EXERCISE DETAILS: Rewrite all of the entries below, replacing "set a point on each instance" with "place a marker on every instance" and leaving every other part unchanged. Omit the pictures from your answer.
++++++
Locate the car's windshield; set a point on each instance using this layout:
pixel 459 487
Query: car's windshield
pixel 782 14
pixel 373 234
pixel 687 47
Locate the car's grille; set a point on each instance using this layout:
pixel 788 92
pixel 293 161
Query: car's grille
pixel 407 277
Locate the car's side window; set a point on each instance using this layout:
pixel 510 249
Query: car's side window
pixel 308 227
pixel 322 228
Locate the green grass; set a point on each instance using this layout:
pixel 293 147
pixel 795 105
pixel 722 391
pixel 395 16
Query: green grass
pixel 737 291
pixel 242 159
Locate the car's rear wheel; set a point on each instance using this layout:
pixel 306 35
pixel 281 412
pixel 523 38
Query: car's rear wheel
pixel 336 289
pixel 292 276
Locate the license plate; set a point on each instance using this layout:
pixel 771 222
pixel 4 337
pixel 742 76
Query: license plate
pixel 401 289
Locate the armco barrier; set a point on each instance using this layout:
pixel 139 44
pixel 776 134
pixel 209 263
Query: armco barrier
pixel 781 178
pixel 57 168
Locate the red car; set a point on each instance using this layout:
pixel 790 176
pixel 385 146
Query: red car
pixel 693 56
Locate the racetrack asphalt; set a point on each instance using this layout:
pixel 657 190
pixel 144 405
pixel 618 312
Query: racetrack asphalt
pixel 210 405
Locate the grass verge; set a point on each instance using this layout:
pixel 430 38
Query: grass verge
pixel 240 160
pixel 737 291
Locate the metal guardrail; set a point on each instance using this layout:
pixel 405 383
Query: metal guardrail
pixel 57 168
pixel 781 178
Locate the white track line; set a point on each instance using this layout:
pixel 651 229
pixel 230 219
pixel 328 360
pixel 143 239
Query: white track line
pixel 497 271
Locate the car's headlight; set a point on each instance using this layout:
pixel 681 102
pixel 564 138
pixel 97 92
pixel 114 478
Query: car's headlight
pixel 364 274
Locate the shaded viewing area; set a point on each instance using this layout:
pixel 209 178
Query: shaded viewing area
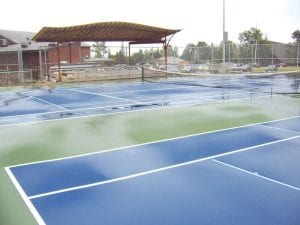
pixel 106 32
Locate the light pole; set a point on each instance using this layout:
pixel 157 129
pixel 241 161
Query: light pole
pixel 225 35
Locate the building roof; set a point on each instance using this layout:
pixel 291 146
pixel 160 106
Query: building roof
pixel 105 31
pixel 18 37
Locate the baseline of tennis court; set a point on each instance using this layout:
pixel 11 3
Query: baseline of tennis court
pixel 244 175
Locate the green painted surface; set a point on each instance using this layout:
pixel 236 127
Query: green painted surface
pixel 48 140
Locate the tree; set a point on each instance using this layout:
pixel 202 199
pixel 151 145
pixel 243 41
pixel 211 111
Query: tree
pixel 255 38
pixel 296 36
pixel 100 49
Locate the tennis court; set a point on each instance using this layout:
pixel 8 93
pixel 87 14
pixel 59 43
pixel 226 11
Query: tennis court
pixel 161 152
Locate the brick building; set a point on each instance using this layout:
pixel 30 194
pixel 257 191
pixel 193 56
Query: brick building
pixel 19 52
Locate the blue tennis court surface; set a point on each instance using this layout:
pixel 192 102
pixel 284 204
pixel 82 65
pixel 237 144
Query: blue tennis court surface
pixel 245 175
pixel 48 104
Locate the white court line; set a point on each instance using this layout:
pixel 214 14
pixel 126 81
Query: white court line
pixel 143 90
pixel 103 95
pixel 278 128
pixel 257 175
pixel 132 111
pixel 157 170
pixel 27 201
pixel 152 142
pixel 44 101
pixel 123 105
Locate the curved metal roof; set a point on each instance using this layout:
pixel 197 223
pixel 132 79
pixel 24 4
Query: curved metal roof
pixel 105 31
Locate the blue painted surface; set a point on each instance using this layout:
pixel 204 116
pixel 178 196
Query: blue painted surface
pixel 201 193
pixel 75 100
pixel 291 124
pixel 14 104
pixel 105 166
pixel 280 161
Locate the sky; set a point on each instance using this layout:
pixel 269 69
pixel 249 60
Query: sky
pixel 199 20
++++++
RESPONSE TO THIS EXERCISE:
Locate the car's windshield; place a marker on every instance using this layout:
pixel 459 487
Query: car's windshield
pixel 782 14
pixel 373 234
pixel 687 47
Locate the car's grille; place a marker on every instance using this layout:
pixel 788 92
pixel 293 161
Query: car's grille
pixel 407 277
Locate the car's side window; place a marker on every instance using this layout:
pixel 510 249
Query: car's side window
pixel 308 227
pixel 322 228
Locate the green grass; place a marker on every instance using this layout:
pixel 293 147
pixel 795 105
pixel 722 391
pixel 395 16
Query: green grass
pixel 737 291
pixel 242 159
Locate the car's rear wheel; place a marker on every instance using this layout:
pixel 306 35
pixel 281 412
pixel 523 38
Query: car's rear wheel
pixel 336 289
pixel 292 276
Locate the license plate; place a marker on every instance using this layout:
pixel 771 222
pixel 4 337
pixel 742 76
Query: license plate
pixel 401 289
Locate the armco barrier; place a marker on every instance using this layout:
pixel 139 44
pixel 776 134
pixel 209 263
Query: armco barrier
pixel 781 178
pixel 57 168
Locate the red car; place a marker on every instance using this layout:
pixel 790 176
pixel 385 146
Query: red car
pixel 693 56
Locate the racetrack asphalt; place a marker on every instance using this layout:
pixel 657 190
pixel 144 405
pixel 618 312
Query: racetrack asphalt
pixel 210 405
Locate the grass verge; place a marker on every instance using this layout:
pixel 430 38
Query: grass verge
pixel 240 160
pixel 737 291
Locate the metal guardrail; place a marker on every instance using this layout:
pixel 405 383
Query: metal guardrail
pixel 57 168
pixel 781 178
Locate the white track line; place a marker on every instance using this layout:
pixel 651 229
pixel 230 219
pixel 328 360
pixel 143 239
Query: white track line
pixel 497 271
Locate the car's headlight; place a marker on every instance using this layout:
pixel 681 102
pixel 564 138
pixel 97 92
pixel 114 478
Query: car's headlight
pixel 364 274
Locate the shaded viewing area; place a marker on every instance using this layout:
pixel 209 178
Query: shaded viewing area
pixel 106 32
Locate the light pole; place a marker on every instance using this layout:
pixel 157 129
pixel 241 161
Query: light pole
pixel 225 35
Locate the building roof; place a marker on every instance using this layout:
pixel 291 146
pixel 160 106
Query: building roof
pixel 105 31
pixel 18 37
Locate the baseline of tennis court; place a marker on every instance using this layout:
pixel 11 3
Query: baseline of tennis court
pixel 244 175
Locate the green painted surface; place a marker on every instance using this layout:
pixel 236 127
Query: green painted surface
pixel 48 140
Locate the tree; place a marker on every instance using this layout:
pixel 202 199
pixel 151 145
pixel 243 41
pixel 211 111
Query: tree
pixel 255 38
pixel 296 36
pixel 100 49
Locate the tennis court; place a marker on every instance using this layout:
pixel 8 93
pixel 87 14
pixel 59 43
pixel 226 11
Query: tennis court
pixel 161 152
Locate the brick building; place a marker on every instance using this layout:
pixel 30 194
pixel 257 191
pixel 193 56
Query: brick building
pixel 19 52
Locate the blue tennis court surface; place a marker on every instance using this layout:
pixel 192 102
pixel 284 204
pixel 82 65
pixel 237 144
Query: blue tennis court surface
pixel 245 175
pixel 48 104
Locate the white court line; place a marker on every instance using this layout:
pixel 214 14
pixel 126 81
Query: white court line
pixel 143 90
pixel 103 95
pixel 278 128
pixel 257 175
pixel 132 111
pixel 157 170
pixel 27 201
pixel 152 142
pixel 44 101
pixel 123 105
Locate the curved metal roof; place a marker on every instance using this layout:
pixel 197 223
pixel 132 79
pixel 24 4
Query: curved metal roof
pixel 105 31
Locate the blue painted surface; place a marker on every instance using this layout:
pixel 204 116
pixel 178 196
Query: blue painted surface
pixel 201 193
pixel 75 100
pixel 291 124
pixel 14 104
pixel 105 166
pixel 280 161
Locate the sky; place a marker on every instance using this layout:
pixel 269 69
pixel 249 60
Query: sky
pixel 199 20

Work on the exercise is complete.